Copy out each line from the start of the material below until the line with "box: [342, 149, 413, 243]", that line included.

• _DATA TO PROCESS_:
────────────────────────────────────────

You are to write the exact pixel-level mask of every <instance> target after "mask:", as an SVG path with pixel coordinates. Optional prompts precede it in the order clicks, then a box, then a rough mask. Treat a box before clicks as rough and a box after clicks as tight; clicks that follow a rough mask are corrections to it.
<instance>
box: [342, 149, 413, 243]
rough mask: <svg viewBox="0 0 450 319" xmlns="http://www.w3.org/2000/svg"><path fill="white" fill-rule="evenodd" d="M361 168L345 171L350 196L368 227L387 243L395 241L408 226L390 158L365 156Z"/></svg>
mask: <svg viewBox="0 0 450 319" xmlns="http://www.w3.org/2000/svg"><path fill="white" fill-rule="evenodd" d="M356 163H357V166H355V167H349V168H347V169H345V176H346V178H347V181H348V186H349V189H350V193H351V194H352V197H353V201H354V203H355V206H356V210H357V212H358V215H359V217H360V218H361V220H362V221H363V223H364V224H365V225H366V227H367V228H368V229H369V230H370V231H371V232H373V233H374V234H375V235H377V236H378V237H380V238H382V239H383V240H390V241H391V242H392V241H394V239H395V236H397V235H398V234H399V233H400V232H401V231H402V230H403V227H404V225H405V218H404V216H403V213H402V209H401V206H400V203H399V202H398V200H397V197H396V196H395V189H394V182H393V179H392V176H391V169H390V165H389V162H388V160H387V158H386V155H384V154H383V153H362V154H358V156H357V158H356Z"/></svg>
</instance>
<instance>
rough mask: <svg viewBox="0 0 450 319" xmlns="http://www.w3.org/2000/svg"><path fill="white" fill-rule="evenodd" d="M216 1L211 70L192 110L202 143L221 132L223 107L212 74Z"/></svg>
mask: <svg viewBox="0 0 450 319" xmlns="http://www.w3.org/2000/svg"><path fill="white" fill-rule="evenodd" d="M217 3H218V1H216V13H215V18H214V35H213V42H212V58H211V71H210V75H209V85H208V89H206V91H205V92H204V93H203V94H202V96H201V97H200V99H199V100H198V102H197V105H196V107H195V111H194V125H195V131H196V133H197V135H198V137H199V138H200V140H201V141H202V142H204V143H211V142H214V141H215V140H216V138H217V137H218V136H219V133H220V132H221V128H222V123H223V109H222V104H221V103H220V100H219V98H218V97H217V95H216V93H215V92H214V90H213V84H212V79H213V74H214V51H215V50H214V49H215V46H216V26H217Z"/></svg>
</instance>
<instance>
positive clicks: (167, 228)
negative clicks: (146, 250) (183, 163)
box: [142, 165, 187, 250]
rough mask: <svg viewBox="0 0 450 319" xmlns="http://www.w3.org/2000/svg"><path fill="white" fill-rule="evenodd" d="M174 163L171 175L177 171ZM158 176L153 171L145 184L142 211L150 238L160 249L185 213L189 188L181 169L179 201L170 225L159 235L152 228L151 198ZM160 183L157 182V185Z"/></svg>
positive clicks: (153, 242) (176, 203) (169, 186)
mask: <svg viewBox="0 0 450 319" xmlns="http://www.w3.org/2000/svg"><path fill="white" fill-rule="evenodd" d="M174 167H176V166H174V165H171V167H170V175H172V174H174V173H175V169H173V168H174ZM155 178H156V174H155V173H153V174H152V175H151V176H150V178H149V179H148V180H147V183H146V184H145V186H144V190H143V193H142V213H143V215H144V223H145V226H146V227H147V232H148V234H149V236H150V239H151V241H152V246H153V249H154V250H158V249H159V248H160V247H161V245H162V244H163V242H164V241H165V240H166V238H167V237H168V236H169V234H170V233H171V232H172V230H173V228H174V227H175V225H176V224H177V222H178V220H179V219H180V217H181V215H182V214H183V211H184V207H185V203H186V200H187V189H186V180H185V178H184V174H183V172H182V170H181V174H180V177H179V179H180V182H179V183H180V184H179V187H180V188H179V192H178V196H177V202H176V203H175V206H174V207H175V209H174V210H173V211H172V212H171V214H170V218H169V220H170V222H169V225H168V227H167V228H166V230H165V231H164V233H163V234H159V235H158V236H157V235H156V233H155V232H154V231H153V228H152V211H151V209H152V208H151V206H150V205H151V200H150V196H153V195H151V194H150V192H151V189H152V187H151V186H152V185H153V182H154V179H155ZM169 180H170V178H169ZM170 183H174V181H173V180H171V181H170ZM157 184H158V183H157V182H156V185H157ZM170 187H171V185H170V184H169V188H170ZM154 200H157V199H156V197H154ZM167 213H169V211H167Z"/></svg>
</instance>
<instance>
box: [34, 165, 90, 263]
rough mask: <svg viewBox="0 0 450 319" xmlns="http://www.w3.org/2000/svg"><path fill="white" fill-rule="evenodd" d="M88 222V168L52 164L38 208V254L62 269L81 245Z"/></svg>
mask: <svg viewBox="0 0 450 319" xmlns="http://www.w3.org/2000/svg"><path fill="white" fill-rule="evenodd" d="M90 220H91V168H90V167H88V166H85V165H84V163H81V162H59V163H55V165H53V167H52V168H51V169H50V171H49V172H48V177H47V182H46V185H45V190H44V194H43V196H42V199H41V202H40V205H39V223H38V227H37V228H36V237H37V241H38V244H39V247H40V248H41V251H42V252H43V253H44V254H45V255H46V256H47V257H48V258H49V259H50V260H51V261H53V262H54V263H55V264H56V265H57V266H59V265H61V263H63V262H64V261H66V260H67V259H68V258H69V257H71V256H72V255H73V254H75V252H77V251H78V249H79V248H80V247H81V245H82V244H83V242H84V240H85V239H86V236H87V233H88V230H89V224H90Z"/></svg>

────────────────────────────────────────

• _WRITTEN RESPONSE_:
You are to write the exact pixel-level mask of every <instance> target after "mask:", as an SVG path with pixel coordinates. Optional prompts precede it in the order clicks, then a box, then a rough mask. Treat a box before clicks as rough and a box after clicks as tight; clicks that follow a rough mask are corrections to it.
<instance>
box: [342, 149, 413, 243]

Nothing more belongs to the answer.